Data for analysis
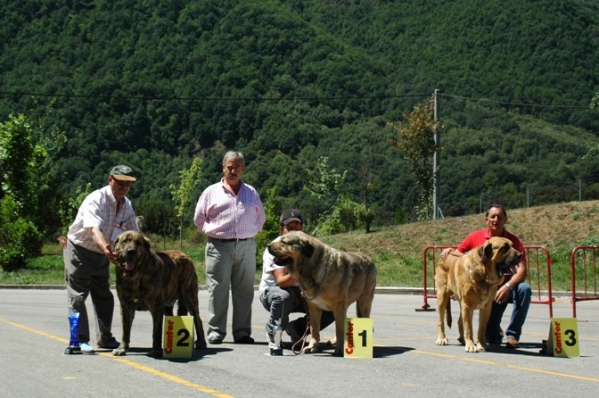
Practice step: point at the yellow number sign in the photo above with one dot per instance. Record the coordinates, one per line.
(178, 337)
(358, 338)
(563, 338)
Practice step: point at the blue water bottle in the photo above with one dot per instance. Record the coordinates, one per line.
(74, 343)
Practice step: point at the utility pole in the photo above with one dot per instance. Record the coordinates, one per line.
(436, 161)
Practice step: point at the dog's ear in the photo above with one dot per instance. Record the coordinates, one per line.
(307, 248)
(485, 252)
(146, 242)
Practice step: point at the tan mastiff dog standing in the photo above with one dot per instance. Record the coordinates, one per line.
(154, 282)
(330, 280)
(473, 280)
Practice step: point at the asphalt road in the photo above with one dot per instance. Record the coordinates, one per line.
(34, 334)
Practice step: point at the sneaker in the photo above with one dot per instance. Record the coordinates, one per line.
(215, 338)
(511, 342)
(245, 340)
(290, 330)
(271, 343)
(86, 348)
(111, 345)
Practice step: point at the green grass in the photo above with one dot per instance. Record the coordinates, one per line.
(397, 251)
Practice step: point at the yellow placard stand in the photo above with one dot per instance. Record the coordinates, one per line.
(178, 337)
(358, 338)
(563, 340)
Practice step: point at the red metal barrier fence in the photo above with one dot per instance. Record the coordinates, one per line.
(584, 282)
(539, 274)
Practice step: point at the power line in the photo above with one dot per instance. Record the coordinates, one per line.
(271, 99)
(530, 105)
(249, 99)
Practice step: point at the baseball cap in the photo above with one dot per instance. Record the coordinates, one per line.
(122, 173)
(291, 215)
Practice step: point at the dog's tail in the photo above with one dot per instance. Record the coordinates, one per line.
(448, 318)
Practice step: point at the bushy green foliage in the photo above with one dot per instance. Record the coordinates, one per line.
(19, 237)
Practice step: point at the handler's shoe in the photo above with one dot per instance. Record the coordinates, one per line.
(112, 344)
(290, 330)
(511, 342)
(86, 348)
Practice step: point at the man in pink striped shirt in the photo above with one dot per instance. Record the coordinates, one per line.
(230, 213)
(103, 215)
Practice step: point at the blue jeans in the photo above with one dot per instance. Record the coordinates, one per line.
(520, 297)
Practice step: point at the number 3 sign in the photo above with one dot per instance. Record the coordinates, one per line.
(563, 338)
(178, 337)
(358, 338)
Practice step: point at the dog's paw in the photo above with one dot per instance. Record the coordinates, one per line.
(470, 347)
(119, 352)
(482, 347)
(155, 353)
(201, 344)
(313, 347)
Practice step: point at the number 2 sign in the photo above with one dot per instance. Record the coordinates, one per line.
(357, 338)
(178, 337)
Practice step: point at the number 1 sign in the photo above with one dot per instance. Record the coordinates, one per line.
(358, 338)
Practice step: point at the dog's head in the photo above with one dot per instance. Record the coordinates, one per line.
(500, 254)
(291, 248)
(130, 247)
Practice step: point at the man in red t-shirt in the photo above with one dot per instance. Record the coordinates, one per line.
(514, 288)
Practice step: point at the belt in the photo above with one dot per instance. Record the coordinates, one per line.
(230, 240)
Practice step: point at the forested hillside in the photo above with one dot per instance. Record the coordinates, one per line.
(154, 83)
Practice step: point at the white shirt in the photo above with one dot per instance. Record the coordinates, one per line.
(221, 214)
(99, 210)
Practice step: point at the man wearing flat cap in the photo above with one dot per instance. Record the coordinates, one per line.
(103, 215)
(280, 293)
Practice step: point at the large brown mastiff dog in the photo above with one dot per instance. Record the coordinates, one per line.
(473, 279)
(330, 280)
(150, 281)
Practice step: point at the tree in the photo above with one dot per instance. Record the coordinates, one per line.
(190, 179)
(341, 214)
(416, 139)
(26, 155)
(593, 153)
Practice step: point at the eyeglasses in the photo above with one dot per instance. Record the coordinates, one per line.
(122, 183)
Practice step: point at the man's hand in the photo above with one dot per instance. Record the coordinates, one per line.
(503, 294)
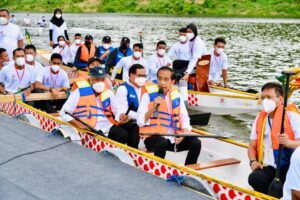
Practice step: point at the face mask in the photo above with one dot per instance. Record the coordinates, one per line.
(219, 50)
(58, 16)
(106, 46)
(62, 43)
(190, 35)
(99, 87)
(140, 81)
(20, 61)
(55, 68)
(77, 41)
(137, 54)
(182, 38)
(3, 20)
(269, 105)
(161, 52)
(29, 58)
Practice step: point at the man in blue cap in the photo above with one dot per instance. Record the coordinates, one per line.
(93, 103)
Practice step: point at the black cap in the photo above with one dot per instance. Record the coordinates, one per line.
(106, 39)
(125, 40)
(93, 59)
(97, 72)
(88, 37)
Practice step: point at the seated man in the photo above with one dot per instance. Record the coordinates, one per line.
(265, 138)
(129, 95)
(172, 118)
(126, 62)
(17, 76)
(91, 102)
(218, 63)
(52, 79)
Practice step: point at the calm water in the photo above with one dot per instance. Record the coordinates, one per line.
(257, 49)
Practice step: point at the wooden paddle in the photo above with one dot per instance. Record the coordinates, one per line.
(32, 97)
(275, 188)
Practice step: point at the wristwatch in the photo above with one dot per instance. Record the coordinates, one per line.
(251, 161)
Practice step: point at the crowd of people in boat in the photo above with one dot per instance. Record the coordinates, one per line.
(147, 101)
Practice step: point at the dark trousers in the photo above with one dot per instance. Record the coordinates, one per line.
(260, 179)
(159, 145)
(124, 135)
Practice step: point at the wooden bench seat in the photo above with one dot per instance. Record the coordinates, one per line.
(214, 163)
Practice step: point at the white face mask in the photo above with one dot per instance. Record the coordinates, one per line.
(137, 54)
(20, 61)
(29, 58)
(62, 43)
(161, 52)
(106, 46)
(99, 87)
(140, 81)
(77, 41)
(190, 36)
(219, 50)
(55, 68)
(58, 16)
(3, 21)
(269, 105)
(182, 38)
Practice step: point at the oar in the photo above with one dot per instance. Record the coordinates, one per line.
(275, 188)
(87, 125)
(185, 135)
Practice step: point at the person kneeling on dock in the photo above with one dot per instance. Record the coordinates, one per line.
(162, 110)
(265, 138)
(92, 103)
(52, 79)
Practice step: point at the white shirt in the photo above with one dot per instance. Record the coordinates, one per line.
(14, 79)
(268, 149)
(126, 63)
(64, 52)
(155, 63)
(180, 50)
(57, 31)
(47, 78)
(102, 122)
(10, 34)
(122, 103)
(73, 50)
(183, 115)
(293, 176)
(217, 64)
(197, 48)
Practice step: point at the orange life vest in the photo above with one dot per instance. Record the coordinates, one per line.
(275, 131)
(87, 108)
(165, 119)
(85, 55)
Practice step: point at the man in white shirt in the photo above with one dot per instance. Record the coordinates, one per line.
(52, 79)
(30, 54)
(17, 76)
(74, 47)
(126, 62)
(291, 189)
(180, 50)
(127, 98)
(163, 111)
(93, 104)
(218, 63)
(11, 36)
(158, 60)
(4, 59)
(265, 138)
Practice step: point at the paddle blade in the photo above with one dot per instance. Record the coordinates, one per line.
(276, 188)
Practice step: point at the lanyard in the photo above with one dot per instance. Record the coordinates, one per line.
(20, 78)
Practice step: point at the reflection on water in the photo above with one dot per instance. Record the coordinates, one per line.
(258, 49)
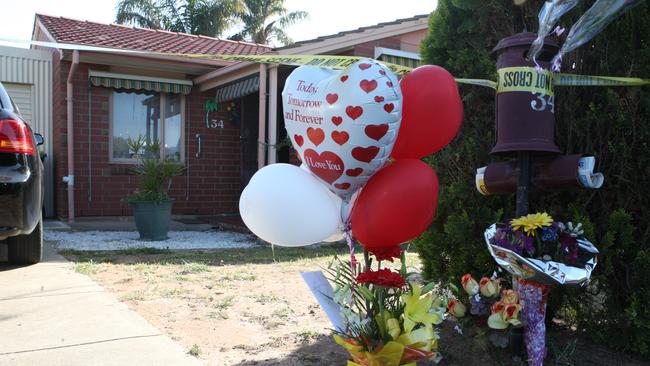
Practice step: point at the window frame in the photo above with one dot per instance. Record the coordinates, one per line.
(163, 101)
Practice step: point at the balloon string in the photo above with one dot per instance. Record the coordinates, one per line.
(351, 242)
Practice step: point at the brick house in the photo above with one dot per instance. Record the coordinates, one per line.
(108, 97)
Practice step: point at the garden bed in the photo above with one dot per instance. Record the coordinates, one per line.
(251, 307)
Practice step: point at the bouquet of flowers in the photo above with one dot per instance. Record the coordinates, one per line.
(490, 304)
(389, 319)
(536, 248)
(540, 252)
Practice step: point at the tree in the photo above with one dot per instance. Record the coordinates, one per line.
(205, 17)
(611, 123)
(266, 20)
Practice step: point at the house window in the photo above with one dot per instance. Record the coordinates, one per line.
(157, 117)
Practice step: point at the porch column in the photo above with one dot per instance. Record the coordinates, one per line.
(273, 113)
(261, 139)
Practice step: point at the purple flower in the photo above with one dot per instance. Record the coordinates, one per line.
(569, 247)
(549, 234)
(529, 246)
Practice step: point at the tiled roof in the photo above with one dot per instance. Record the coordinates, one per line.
(358, 30)
(73, 31)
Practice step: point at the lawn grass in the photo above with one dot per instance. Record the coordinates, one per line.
(196, 260)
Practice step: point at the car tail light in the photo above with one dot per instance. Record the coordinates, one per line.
(15, 137)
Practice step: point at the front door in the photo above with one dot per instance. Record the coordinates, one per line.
(249, 129)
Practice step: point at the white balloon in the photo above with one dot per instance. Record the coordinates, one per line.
(343, 123)
(287, 206)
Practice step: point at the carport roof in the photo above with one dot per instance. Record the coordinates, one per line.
(119, 36)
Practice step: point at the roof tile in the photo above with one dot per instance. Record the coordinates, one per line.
(73, 31)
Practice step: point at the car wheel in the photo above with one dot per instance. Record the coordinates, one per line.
(27, 249)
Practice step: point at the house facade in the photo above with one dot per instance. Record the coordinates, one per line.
(220, 120)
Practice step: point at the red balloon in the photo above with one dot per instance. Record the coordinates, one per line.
(396, 205)
(431, 112)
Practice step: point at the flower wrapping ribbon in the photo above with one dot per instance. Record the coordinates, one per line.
(534, 296)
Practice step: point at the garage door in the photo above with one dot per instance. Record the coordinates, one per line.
(22, 97)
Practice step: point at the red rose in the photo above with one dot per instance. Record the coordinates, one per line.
(384, 277)
(386, 254)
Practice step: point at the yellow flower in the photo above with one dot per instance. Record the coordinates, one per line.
(416, 310)
(531, 222)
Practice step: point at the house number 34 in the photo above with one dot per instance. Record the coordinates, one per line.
(542, 102)
(215, 123)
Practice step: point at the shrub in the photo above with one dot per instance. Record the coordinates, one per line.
(610, 123)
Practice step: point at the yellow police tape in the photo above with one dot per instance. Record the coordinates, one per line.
(527, 79)
(507, 82)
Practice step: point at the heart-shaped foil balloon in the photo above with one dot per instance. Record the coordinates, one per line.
(343, 123)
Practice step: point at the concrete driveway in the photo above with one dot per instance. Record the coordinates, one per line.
(51, 315)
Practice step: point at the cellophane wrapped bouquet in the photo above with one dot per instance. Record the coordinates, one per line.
(390, 319)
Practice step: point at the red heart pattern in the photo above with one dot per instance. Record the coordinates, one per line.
(340, 137)
(326, 165)
(354, 172)
(299, 139)
(365, 154)
(364, 111)
(342, 185)
(354, 112)
(368, 85)
(316, 135)
(376, 132)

What you are asked to do
Print, exactly as they appear above, the lines running from the one with "Practice step: point at the concrete" through the final line.

Your response
Practice step: point at the concrete driveway in the photo above with one dot per instance. Record the coordinates, one per line.
(51, 315)
Practice step: point at the cellophane wrapped bouquet in the photo above with one dot per instance. Record the coordinates, one per line.
(390, 319)
Practice step: point at the red heart pattern in the photo above with one dot per instance. Record the coordinates, one per line.
(340, 137)
(326, 165)
(354, 172)
(299, 139)
(365, 154)
(364, 111)
(342, 185)
(354, 112)
(368, 85)
(316, 135)
(376, 132)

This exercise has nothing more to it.